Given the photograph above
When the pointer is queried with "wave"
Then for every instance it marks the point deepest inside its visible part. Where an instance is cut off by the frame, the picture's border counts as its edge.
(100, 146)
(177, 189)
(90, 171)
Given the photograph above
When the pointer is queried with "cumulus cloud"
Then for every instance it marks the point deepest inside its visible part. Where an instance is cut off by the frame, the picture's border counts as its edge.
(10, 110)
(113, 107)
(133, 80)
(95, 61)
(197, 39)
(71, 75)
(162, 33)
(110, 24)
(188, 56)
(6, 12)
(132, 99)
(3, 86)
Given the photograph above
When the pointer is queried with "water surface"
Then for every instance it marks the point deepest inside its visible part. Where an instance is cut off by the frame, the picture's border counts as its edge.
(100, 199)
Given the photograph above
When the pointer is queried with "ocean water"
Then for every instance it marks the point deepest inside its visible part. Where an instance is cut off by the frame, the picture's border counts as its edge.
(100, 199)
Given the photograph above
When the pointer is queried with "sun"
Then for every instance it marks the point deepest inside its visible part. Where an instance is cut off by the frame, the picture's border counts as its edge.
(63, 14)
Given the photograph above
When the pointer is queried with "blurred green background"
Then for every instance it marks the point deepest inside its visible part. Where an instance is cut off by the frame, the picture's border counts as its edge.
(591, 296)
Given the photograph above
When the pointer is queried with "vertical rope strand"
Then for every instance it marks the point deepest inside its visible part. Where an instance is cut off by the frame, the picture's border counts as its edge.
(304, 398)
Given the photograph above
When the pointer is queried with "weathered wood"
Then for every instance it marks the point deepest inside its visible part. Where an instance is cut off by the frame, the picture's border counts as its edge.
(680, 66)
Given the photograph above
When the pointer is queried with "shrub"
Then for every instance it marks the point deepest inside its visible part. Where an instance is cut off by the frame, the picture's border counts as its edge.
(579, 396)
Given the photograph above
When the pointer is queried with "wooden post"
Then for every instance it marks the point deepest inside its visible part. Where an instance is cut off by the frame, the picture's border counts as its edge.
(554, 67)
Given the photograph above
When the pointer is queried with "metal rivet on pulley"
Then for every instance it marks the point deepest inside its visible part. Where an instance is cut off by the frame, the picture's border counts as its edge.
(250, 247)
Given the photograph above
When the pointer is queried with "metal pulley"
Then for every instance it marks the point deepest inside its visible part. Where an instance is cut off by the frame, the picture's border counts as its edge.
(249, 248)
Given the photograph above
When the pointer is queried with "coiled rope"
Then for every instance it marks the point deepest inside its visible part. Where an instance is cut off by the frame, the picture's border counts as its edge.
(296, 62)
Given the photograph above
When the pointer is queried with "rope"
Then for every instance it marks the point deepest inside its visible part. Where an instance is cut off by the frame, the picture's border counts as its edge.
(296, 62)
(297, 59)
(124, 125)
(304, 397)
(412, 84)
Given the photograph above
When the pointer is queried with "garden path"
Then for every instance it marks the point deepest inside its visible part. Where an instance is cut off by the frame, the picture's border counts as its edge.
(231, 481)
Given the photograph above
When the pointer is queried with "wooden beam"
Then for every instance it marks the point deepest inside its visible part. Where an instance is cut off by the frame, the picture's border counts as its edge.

▶ **Aim of the exercise**: From the records above, extract every entry verbatim.

▶ **The response**:
Given the photograph above
When the pointer is queried with "wave"
Then for every instance it marks the point deepest inside its visible part. Where an instance is cut off by the frame, the picture's border counts as its edge.
(100, 146)
(177, 189)
(90, 171)
Given the photograph above
When the pointer is queried with "cumulus cloud"
Then for every instance it marks the point deepest inside its visible part. Where an instance is cut off by the frame, the picture's border counts as its edge.
(10, 110)
(113, 107)
(133, 80)
(95, 61)
(197, 39)
(71, 75)
(162, 33)
(110, 24)
(188, 56)
(6, 12)
(132, 99)
(3, 86)
Given the photograph above
When the pointer is queried with "water surface"
Then for every instance it marks the point deepest inside its visible part. Where an instance is cut off by the frame, the picture's border counts as its edge.
(100, 199)
Given the photograph above
When the pointer is queried with "ocean water"
Then for every instance it marks the point deepest inside its visible part. Where an instance is cut off by the frame, the picture's border counts as its edge.
(100, 199)
Given the photograph above
When the pointer is queried with "sun"
Then for every instance it marks the point deepest inside its visible part. Where an instance is cut off by the frame, the picture's border counts as its edge.
(63, 14)
Given the photograph above
When the pointer is queried with "blurred green background"
Then for every instance it marks the point deepest inside its visible part. Where an instance is cut off by the frame, the picture's border counts as its edge.
(591, 296)
Given the photograph above
When the pointer is queried with "vertical rope strand"
Then for every instance it marks the point deepest inside its visible part. Where an instance is cut off by the frame, the picture's border counts as its edge.
(304, 398)
Given the photograph above
When the pointer is queried with "weathered wood"
Then for every instance it marks the point deepest inside its visible part. Where an instance is cut off by the frame, the picture's border counts as its edge.
(680, 66)
Given the photograph above
When the pointer is queried with "shrub"
Then for every instance it marks the point deepest inside its visible part. Where an instance is cut off by the frame, the picture's border counts as its edge.
(579, 396)
Given the photograph above
When the pointer is queried with "wooden post"
Then for every instance it marks the point deepest inside its visible part. Where an instance is cut off by the frame, the picture's border counts as its edge.
(554, 67)
Given the photograph above
When the pointer is queried with "metal rivet on pulley"
Then for every instance it marks the point deepest inside its visible part. Where an instance is cut off by the frame, the picture's border counts as its edge.
(250, 247)
Given the photograph above
When the pointer is queried with "metal pulley"
Then for every instance it marks the point deepest inside its visible part. Where an instance is cut off by the frame, the picture's border counts as its edge.
(249, 248)
Given the photograph above
When the pointer is queried with "coiled rope"
Then for every instance it marks the point deepest inside its visible part. Where an instance is cut off by the frame, the picture's border counts as its edge.
(296, 62)
Given the photograph above
When the pointer is queried with "rope"
Then for every instance it marks the point deepest inside its visible part. Where an instance is cut off by the frame, the picture's border counts as its edge.
(296, 62)
(297, 59)
(124, 125)
(304, 397)
(412, 84)
Given the photograph above
When the pointer is queried with "garden path"
Then for every instance it marks the point deepest inside its visible part. Where an instance is cut off by the frame, the picture's border counts as its edge.
(231, 481)
Given the photograph above
When the pointer is queried with "wooden beam"
Then for every instance it marks the point deepest inside its visible part. Where an instance is cut off by the frame, the picture's border counts as its edge.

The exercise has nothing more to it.